— Begin Records provided —

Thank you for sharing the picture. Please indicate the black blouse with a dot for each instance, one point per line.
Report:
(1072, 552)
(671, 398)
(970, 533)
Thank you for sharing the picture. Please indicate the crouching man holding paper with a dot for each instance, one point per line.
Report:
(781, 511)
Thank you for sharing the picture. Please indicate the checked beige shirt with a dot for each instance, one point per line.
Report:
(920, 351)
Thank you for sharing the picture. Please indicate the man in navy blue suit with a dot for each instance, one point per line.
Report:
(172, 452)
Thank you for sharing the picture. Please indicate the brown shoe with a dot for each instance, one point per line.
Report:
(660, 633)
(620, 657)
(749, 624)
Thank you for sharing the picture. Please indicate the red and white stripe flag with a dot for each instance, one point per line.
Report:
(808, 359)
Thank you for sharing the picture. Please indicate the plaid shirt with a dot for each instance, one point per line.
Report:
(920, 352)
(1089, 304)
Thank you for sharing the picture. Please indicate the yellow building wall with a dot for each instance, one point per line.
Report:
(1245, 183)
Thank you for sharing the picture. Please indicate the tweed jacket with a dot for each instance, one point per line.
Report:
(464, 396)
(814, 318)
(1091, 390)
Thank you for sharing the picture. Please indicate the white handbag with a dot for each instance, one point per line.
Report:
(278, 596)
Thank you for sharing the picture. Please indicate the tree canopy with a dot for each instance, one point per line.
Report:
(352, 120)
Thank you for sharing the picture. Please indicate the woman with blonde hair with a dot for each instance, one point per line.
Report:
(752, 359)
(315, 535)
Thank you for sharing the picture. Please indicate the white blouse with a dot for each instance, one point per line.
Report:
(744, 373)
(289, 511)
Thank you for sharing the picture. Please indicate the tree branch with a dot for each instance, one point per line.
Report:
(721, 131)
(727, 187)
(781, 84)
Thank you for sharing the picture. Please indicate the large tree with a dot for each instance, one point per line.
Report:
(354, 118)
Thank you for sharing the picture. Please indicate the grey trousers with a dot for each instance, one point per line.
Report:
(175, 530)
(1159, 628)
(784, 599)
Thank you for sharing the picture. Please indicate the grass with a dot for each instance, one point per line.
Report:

— End Records provided —

To be done: Rewrite the material above with every "Report" changed to "Points" and all else left the same.

Response below:
Thank you for sharing the picture. Please indicate the black blouse with a dot for each instance, one point per line.
Points:
(1072, 552)
(671, 398)
(970, 533)
Thank you for sharing the picture. Please indicate the crouching man holding paper with a dot for each instance, one point per line.
Points:
(781, 511)
Thank you for sharing the picture. Please indicate the checked beige shirt with a dot for each instance, one point per line.
Points:
(920, 351)
Thank you for sharing the picture. Please indicate the man in navy blue suit with a dot for each instance, one point per line.
Points:
(172, 452)
Thank you for sharing the picture. Please indicate the brown shoe with a dot for each instance, one point per line.
Points:
(660, 633)
(620, 657)
(749, 624)
Thank you for sharing the picture. Please indicate the red and white stripe flag with a dot for each instance, one point per line.
Points:
(808, 359)
Thank you for sharing the picture. Please indicate the plaid shirt with a dot for each instance, one point per line.
Points:
(920, 352)
(1089, 304)
Thank you for sharing the picture. Please indicate the yellow building wall with a dot for each instance, one point per line.
Points:
(1245, 183)
Thank you for sharing the picture. Please indicate the tweed jacket with a dot for each instance, one point per line.
Points:
(464, 396)
(814, 318)
(1091, 390)
Thank you for sharing the picture. Please indicate the white handbag with a dot for each instance, one point per line.
Points:
(278, 596)
Thank you for sharing the picture. Please indicate the tree canopy with a dot for each instance, one point per line.
Points:
(352, 120)
Thank you for sharing the picture. Please indicate the woman with blonde hair with a dot for each instance, one point per line.
Points:
(752, 359)
(315, 535)
Thank you for sharing the picture. Please indicate the white blouse with a dot for each instance, one point per line.
Points:
(744, 373)
(289, 511)
Thank you for sharing the picture. Please indicate the tree branch with a dot for each instance, one point per line.
Points:
(721, 131)
(727, 187)
(781, 84)
Thank you for sharing the picture. Please indicate the large tree with a dot for each instance, one point per line.
Points:
(354, 118)
Thank you for sharing the picture. Please indicate the grey trousers with a dot for each instance, one point per line.
Points:
(175, 530)
(1159, 628)
(784, 599)
Thank you for sharing the picture. Please indicate the grass with a dot for each instance, one point per line.
Points:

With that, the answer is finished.